[Data records]
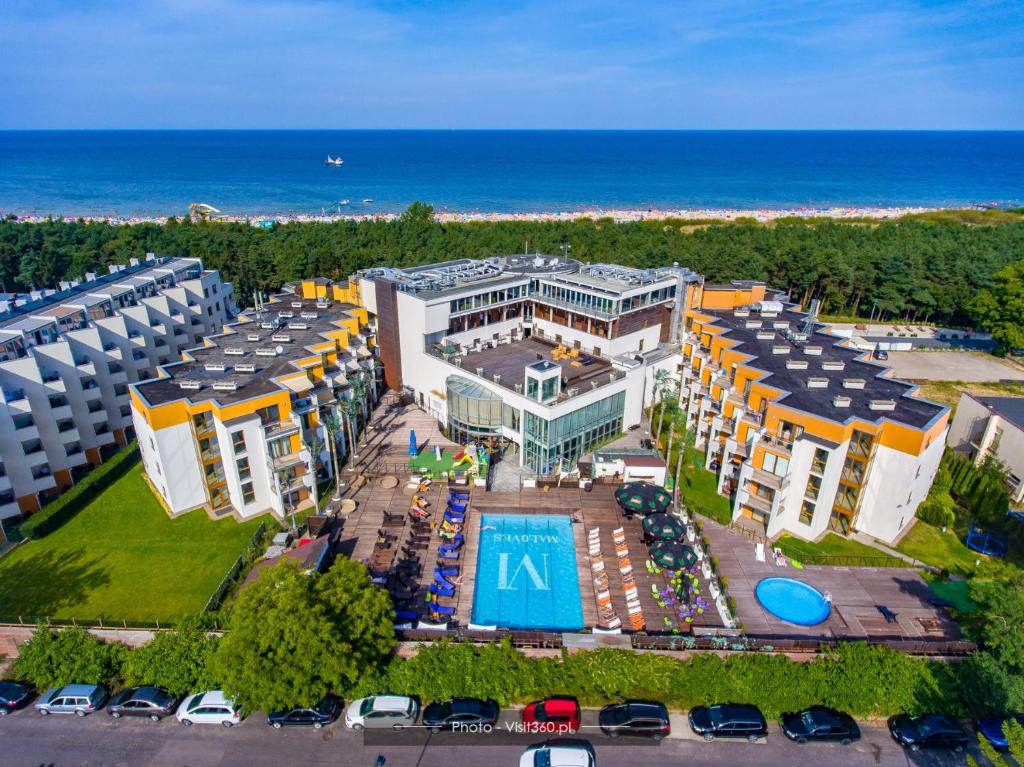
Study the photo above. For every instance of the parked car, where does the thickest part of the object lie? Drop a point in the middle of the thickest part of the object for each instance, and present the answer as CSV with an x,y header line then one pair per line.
x,y
558,716
12,696
155,702
644,718
382,711
209,708
81,699
819,723
928,731
325,712
728,720
564,753
460,711
991,728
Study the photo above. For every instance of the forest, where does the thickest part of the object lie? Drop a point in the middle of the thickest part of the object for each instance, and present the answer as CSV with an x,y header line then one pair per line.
x,y
921,268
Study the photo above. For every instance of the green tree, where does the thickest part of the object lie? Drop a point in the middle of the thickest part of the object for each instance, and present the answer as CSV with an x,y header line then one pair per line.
x,y
177,661
294,637
1000,615
52,658
999,309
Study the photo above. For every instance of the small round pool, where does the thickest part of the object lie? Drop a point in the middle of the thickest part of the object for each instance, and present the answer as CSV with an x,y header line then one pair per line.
x,y
793,601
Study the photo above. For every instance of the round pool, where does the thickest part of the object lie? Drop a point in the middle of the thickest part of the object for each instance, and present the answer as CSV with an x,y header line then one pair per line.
x,y
793,601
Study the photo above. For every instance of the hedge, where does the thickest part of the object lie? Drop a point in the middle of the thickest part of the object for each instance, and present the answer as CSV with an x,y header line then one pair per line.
x,y
51,516
864,680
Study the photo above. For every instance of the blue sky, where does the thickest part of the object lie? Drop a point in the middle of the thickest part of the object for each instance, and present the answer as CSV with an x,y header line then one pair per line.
x,y
454,64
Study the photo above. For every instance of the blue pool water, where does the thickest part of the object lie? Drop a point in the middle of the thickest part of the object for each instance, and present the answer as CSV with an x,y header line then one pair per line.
x,y
793,601
526,573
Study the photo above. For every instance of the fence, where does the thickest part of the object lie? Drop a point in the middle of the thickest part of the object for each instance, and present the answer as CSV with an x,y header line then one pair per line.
x,y
217,598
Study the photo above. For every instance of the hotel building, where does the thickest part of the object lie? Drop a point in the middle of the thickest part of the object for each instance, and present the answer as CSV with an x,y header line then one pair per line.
x,y
239,425
805,433
545,355
69,356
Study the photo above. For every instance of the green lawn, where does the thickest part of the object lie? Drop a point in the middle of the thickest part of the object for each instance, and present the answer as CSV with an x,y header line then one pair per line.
x,y
122,558
932,546
836,546
697,487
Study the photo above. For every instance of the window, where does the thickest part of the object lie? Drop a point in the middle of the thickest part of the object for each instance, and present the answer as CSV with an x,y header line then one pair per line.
x,y
807,512
819,461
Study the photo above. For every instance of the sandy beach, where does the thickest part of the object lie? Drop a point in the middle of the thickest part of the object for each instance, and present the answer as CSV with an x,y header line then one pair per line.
x,y
614,214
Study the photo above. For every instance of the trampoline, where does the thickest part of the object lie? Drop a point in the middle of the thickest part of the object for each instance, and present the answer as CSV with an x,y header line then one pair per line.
x,y
986,543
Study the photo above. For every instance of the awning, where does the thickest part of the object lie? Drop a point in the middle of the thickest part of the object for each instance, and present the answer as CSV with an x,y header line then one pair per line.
x,y
299,383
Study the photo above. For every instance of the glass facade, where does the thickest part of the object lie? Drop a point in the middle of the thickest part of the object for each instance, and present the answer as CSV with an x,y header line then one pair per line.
x,y
570,435
474,411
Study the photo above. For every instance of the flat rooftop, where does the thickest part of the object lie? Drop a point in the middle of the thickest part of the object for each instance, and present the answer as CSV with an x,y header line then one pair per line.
x,y
236,348
509,360
761,343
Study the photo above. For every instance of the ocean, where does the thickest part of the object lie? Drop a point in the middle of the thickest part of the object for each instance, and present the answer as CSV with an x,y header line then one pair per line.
x,y
151,173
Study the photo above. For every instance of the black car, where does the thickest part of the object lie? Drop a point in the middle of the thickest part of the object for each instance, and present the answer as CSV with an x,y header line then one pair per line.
x,y
928,731
644,718
155,702
460,712
819,723
12,696
325,712
728,720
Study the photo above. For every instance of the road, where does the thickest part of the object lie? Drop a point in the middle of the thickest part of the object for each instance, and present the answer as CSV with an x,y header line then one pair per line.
x,y
32,740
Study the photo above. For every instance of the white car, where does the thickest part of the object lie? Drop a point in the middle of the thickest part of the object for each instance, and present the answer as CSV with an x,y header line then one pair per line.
x,y
209,708
565,753
377,712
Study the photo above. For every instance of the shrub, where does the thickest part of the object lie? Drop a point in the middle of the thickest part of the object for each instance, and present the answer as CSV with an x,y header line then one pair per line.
x,y
56,513
52,658
177,661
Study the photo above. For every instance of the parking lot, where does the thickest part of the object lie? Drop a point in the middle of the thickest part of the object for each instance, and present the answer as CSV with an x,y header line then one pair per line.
x,y
951,366
30,739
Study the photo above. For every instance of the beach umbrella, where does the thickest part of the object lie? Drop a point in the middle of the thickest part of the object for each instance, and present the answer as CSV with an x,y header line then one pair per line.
x,y
663,526
642,498
673,555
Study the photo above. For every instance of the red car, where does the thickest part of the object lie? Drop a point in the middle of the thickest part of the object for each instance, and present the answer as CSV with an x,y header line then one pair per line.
x,y
557,716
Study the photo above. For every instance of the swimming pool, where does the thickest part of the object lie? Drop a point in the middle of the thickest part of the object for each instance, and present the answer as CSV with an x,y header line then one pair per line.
x,y
526,573
793,601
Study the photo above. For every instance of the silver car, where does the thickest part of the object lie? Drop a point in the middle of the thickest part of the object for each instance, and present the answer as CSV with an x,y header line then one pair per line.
x,y
81,699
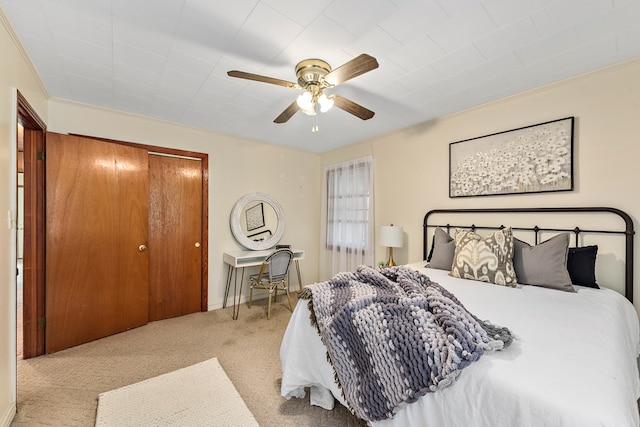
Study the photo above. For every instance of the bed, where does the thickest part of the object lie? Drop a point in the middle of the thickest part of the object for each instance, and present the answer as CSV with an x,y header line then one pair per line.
x,y
573,358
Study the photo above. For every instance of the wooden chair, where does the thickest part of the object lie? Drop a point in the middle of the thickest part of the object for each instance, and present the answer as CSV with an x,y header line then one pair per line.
x,y
273,276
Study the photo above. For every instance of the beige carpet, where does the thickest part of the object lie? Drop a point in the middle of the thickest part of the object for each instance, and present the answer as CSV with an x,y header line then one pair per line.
x,y
61,389
198,395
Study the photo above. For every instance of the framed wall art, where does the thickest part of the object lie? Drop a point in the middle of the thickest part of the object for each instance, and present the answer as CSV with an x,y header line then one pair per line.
x,y
531,159
255,217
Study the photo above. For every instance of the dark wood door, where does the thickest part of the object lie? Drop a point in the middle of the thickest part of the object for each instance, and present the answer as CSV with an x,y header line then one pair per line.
x,y
97,273
175,236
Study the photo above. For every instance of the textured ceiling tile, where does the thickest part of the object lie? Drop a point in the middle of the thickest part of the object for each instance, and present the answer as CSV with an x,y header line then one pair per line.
x,y
127,72
28,20
628,40
72,24
302,15
187,64
138,58
81,50
455,62
496,66
98,10
508,38
376,42
143,37
417,54
267,23
562,15
607,24
551,46
584,55
505,12
420,78
324,35
463,29
360,16
455,83
414,20
88,69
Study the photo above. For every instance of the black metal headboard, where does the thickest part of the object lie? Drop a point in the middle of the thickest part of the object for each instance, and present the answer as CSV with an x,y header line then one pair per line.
x,y
628,232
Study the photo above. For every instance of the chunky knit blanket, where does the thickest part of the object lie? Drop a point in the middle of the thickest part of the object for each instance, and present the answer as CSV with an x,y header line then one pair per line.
x,y
392,335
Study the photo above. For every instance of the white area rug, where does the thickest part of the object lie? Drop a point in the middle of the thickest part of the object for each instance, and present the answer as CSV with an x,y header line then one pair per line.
x,y
199,395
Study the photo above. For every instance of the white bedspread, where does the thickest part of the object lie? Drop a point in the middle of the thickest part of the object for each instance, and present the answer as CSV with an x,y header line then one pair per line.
x,y
573,362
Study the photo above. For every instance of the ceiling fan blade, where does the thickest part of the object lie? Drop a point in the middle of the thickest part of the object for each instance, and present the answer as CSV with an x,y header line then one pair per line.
x,y
352,108
264,79
357,66
287,113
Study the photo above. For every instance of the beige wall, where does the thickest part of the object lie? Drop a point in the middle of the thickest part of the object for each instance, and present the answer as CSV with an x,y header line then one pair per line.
x,y
412,171
15,72
236,167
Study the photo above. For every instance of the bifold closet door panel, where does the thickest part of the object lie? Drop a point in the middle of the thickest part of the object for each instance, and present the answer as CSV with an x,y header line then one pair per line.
x,y
97,266
175,236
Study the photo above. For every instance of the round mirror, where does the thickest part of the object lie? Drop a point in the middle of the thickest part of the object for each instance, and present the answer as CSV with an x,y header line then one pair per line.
x,y
257,221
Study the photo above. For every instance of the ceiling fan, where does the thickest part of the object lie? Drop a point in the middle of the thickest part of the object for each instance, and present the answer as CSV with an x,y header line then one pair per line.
x,y
314,76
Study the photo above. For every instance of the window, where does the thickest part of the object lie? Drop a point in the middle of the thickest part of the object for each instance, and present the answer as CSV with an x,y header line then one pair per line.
x,y
348,213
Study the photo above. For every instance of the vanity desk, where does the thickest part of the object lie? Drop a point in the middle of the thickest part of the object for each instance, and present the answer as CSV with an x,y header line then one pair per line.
x,y
242,259
257,223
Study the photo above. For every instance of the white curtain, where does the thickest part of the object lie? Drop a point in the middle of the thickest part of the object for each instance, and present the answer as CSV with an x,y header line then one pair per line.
x,y
347,217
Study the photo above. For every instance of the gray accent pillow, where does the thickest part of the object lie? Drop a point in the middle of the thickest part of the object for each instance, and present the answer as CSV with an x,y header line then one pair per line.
x,y
442,250
488,259
544,264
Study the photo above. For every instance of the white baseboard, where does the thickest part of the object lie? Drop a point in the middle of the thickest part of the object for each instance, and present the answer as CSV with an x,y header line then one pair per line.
x,y
7,417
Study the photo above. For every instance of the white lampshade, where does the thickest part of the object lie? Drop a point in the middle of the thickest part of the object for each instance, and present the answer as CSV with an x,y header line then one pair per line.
x,y
391,236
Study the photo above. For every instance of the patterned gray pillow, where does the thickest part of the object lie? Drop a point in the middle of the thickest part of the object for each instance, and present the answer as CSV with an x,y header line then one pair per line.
x,y
443,249
488,259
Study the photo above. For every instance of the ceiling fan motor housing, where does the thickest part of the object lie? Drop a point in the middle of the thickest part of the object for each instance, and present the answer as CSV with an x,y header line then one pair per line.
x,y
312,72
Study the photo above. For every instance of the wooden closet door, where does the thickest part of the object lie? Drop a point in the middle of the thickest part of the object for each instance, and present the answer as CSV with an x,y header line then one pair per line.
x,y
175,236
97,273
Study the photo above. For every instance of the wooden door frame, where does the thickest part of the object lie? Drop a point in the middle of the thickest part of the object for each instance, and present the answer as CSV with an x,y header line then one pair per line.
x,y
204,158
33,249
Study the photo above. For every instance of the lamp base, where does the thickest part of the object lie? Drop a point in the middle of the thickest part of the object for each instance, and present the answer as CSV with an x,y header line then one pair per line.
x,y
390,262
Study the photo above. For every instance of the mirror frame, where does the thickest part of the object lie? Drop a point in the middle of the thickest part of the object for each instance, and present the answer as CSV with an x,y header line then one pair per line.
x,y
236,230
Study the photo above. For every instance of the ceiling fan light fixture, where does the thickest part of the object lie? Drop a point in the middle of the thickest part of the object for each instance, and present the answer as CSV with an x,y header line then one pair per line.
x,y
306,104
325,103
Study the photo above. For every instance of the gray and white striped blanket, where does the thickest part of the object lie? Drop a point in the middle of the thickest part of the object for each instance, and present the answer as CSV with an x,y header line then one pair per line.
x,y
392,335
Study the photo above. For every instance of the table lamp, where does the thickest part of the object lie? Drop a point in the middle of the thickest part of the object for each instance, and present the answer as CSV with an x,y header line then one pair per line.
x,y
391,237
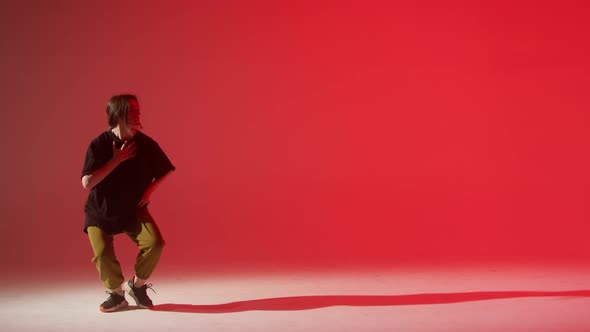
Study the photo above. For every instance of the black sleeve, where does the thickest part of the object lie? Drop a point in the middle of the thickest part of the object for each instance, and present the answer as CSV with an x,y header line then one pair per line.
x,y
161,165
96,157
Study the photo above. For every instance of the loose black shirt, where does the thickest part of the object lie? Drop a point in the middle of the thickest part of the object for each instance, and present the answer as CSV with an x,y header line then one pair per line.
x,y
112,203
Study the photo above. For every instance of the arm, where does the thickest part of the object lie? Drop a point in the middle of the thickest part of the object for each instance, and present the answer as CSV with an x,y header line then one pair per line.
x,y
145,199
119,155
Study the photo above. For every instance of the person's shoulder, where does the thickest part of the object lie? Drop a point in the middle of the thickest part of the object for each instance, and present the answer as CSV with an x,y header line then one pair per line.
x,y
141,136
104,137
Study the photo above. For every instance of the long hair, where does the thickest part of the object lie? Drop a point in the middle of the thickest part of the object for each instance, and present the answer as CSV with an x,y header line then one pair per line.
x,y
118,107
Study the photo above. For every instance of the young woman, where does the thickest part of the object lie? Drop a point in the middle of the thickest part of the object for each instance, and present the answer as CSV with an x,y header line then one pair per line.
x,y
122,168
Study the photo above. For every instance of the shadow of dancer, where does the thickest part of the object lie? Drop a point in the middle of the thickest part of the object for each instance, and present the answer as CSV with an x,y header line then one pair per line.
x,y
322,301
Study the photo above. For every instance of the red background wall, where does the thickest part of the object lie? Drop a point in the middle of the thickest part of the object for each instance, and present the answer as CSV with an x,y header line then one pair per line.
x,y
305,133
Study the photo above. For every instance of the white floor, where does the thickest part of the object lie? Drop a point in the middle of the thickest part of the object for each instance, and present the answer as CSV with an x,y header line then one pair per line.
x,y
509,298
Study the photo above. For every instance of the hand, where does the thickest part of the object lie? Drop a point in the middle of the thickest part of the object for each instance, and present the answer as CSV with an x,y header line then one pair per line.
x,y
125,152
145,198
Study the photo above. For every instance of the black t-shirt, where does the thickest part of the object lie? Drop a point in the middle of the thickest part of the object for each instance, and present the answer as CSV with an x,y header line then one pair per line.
x,y
112,203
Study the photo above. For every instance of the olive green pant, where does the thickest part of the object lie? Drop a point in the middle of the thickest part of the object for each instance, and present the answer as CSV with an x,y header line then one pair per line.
x,y
146,236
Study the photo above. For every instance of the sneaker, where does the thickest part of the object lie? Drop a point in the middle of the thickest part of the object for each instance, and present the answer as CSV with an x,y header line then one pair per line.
x,y
139,294
113,303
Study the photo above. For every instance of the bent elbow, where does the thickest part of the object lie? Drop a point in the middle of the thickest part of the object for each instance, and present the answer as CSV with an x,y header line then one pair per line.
x,y
86,182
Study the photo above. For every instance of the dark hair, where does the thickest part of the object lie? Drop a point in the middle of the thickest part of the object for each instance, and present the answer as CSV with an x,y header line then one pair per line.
x,y
118,107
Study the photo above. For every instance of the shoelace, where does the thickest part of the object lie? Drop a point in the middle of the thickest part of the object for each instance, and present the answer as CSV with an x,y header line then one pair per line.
x,y
150,287
111,295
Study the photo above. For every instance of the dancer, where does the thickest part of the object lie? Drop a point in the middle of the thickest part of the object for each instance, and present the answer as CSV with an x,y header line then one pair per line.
x,y
122,168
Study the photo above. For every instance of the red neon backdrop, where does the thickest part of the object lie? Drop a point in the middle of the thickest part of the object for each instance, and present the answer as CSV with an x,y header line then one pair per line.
x,y
351,134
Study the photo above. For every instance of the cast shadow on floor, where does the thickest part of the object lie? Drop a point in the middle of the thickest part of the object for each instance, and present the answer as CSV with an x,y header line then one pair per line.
x,y
323,301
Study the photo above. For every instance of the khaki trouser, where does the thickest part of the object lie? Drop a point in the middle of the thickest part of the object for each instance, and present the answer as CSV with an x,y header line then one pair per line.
x,y
146,236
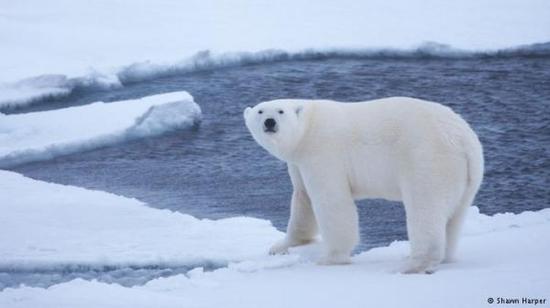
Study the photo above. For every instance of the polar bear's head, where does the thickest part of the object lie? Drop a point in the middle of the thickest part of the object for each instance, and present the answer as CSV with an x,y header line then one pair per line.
x,y
278,126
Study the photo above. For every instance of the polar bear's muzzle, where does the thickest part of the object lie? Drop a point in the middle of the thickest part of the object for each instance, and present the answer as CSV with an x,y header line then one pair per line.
x,y
270,125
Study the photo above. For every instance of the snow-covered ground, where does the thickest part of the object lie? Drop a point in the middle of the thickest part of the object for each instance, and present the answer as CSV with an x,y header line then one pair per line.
x,y
48,48
47,225
44,135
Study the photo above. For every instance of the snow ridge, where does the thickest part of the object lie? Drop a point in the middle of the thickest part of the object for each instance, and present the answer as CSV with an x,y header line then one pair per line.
x,y
36,89
45,135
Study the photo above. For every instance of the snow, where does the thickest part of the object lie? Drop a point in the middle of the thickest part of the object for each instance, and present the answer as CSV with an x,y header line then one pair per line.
x,y
48,225
44,135
50,48
51,226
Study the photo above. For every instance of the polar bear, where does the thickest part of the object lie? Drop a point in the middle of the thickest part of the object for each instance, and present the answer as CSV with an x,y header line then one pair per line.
x,y
398,148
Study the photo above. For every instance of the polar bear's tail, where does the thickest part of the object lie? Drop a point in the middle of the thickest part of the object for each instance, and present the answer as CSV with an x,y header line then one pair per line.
x,y
475,165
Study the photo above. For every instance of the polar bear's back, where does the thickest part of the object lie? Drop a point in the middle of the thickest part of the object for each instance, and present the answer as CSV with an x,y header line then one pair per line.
x,y
396,120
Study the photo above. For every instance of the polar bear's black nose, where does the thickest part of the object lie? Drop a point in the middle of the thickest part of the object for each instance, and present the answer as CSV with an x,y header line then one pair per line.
x,y
270,123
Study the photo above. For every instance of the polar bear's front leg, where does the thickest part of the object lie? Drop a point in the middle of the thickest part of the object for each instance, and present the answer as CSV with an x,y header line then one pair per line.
x,y
336,213
302,227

[What needs to be done]
Copy exactly. Include the line containing "polar bear's black" and every later line through the end of the listing, and nothing else.

[Exercise response]
Study the photo above. For every instance of the polar bear's black nose, where does the thickest part of the object lie? Drop a point in the middle of the thickest part of the object for each instance, and present the answer as CSV with an x,y header line then one pair per line.
x,y
270,123
Study the photo above. For every instance of the polar bear's front leg, where does the thickest part of the object lie? Drop a point in the middle of the thickest part of the object for each instance, and present the answer as CSV with an x,y header line then one pair per line.
x,y
336,213
302,227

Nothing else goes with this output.